▸ What to do
(1) List every number in the pharmacy passage, with what each one counts.
(2) Answer these from the pharmacy passage:
(a) How many members must be present before the Joint Committee can meet?
(b) Where were the qualified pharmacist's skills obtained?
(c) What does pharmacology deal with?
(3) Does each statement agree with the pharmacy passage? Answer yes or no, and quote the deciding words.
(a) The Joint Committee can meet when a majority of its members are present.
(b) The community is reaping the full benefit of the pharmacy education dollar.
(c) Busy doctors often lack the time to study pharmacology.

▸ Selected text
● ● ● ● ●

The Joint Committee will conduct such inquiries as are necessary to determine dispensing fees to be paid to pharmacists, and cannot meet until all 9 members are present. In other words, a quorum is the full committee. In spite of this excellent measure which should give pharmacy much greater stability, it is really only the beginning of the era of stability for the retail pharmaceutical industry. Much more has to be done and a careful rationalisation of pharmacies must be carried out. It is over to the profession to act sensibly and rationally to ensure that outlets are maintained at a level where the public purpose and, convenience are served while maintaining a fair income for the pharmacist. Pharmacy must learn from the bitter lesson it has attended over the past 15 years.

I am concerned that the qualified pharmacist, a person with valuable training and possessing skills obtained at a tertiary education institute, is wasting a great deal of those skills carrying out present duties. Is the community reaping the full benefit of the pharmacy education dollar? The obvious answer is no. What point is there in training people to a high standard, which should improve with years of experience, if those skills are to be wasted and diminished with the passing of the years? The profession must diversify for the good of the health of the community and for the morale and mental outlook of the individual pharmacist. The pharmacist’s more meaningful role could be achieved in many areas such as the dissemination of information to the community in health education programs and assistance to the medical profession by providing more pharmacological information. ‘Prevention is better than cure’ is an old cliche not to be dismissed lightly. A health education program conducted through the 5500 pharmacies to our 13.5 million people could save much suffering and reduce the quantity and cost of medical and hospital care. Busy doctors often cannot find the time to study pharmacology, which deals with the specific actions of drugs on the organs and tissues of the body. The pharmacist could develop more expertise in this field and assist doctors.

● ● ● ● ●

▸ Supplied records

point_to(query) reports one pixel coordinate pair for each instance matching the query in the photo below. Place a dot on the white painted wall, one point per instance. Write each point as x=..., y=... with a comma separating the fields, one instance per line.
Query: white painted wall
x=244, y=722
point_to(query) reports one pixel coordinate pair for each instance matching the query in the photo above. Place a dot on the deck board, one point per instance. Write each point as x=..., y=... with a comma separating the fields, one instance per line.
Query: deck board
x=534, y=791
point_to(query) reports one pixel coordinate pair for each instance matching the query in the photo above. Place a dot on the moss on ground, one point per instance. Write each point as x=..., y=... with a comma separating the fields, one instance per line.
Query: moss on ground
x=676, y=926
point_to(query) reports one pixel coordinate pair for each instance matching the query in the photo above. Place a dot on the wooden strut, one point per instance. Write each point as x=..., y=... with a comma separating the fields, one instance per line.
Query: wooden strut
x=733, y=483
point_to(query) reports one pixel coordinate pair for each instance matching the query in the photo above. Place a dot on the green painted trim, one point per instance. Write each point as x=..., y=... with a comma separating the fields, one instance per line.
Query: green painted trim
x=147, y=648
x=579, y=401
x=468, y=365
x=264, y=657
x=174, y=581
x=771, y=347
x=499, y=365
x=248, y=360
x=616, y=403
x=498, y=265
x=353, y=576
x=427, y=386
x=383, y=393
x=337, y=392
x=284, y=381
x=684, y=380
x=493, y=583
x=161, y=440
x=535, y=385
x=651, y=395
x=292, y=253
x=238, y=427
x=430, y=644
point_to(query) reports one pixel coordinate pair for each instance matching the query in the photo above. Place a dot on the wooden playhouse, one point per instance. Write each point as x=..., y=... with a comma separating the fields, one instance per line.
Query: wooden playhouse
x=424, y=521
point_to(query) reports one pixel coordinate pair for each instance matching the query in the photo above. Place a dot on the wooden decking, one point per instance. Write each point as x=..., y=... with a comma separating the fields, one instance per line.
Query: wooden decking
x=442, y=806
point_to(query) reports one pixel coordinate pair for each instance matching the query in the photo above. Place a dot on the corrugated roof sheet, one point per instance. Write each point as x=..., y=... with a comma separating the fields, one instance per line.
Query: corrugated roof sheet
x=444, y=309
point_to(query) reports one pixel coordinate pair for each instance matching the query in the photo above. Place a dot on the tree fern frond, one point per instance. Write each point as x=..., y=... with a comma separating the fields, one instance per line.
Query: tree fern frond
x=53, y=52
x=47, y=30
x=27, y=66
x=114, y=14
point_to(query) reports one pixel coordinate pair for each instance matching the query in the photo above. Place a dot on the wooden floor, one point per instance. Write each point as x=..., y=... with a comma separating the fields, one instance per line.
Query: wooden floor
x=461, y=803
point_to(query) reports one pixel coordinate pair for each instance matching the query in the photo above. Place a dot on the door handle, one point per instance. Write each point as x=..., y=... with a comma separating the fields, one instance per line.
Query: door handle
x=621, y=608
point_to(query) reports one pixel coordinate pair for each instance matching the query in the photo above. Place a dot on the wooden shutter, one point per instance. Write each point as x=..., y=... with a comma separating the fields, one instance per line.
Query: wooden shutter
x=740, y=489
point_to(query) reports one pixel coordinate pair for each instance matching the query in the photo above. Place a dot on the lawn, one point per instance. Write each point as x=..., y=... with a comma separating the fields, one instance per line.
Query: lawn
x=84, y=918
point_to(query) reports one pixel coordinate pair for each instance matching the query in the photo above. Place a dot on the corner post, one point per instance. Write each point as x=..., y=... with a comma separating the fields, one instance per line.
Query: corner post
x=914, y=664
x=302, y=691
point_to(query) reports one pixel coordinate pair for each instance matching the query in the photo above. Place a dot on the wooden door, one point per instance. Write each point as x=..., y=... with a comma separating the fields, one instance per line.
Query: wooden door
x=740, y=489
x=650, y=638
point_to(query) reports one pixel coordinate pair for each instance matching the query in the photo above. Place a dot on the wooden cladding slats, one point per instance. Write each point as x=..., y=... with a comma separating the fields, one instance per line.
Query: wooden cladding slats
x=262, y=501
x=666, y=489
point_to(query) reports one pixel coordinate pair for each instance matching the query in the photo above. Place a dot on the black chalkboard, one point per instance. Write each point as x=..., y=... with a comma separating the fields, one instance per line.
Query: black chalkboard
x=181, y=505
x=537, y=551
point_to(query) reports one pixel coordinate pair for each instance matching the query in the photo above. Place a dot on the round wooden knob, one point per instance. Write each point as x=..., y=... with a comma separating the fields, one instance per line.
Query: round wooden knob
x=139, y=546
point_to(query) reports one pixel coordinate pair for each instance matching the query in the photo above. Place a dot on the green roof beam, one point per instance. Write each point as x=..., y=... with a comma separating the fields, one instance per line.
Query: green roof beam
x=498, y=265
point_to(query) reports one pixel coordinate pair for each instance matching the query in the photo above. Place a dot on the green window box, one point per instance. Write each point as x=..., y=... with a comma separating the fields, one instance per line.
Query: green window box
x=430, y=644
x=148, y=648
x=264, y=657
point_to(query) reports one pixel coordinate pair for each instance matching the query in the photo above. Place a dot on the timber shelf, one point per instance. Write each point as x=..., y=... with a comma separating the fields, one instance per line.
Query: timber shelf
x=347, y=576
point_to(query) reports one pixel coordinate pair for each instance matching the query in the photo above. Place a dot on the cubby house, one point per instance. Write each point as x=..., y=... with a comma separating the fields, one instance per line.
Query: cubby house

● ● ● ● ●

▸ List of answers
(1)
9: members of the Joint Committee
15: years ("the past 15 years")
5500: pharmacies
13.5 million: people

(2)
(a) All 9 members.
(b) At a tertiary education institute.
(c) The specific actions of drugs on the organs and tissues of the body.

(3)
(a) No: "cannot meet until all 9 members are present."
(b) No: "The obvious answer is no."
(c) Yes: "Busy doctors often cannot find the time to study pharmacology"